**What you need to do:** Repeat the listing exactly, minus the pictures.
________
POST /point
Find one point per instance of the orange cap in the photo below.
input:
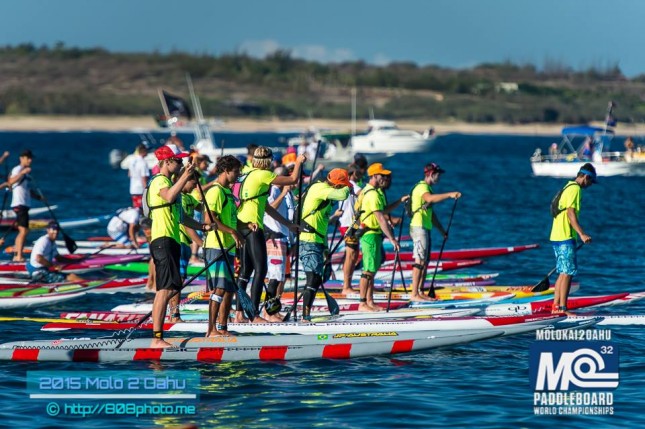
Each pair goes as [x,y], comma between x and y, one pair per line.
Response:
[338,176]
[377,168]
________
**Finished task:**
POST /point
Find one point per instance of the orange cap in the photo below.
input:
Each pair goes as [x,y], comma between x and y, one pair per line.
Response:
[338,176]
[377,168]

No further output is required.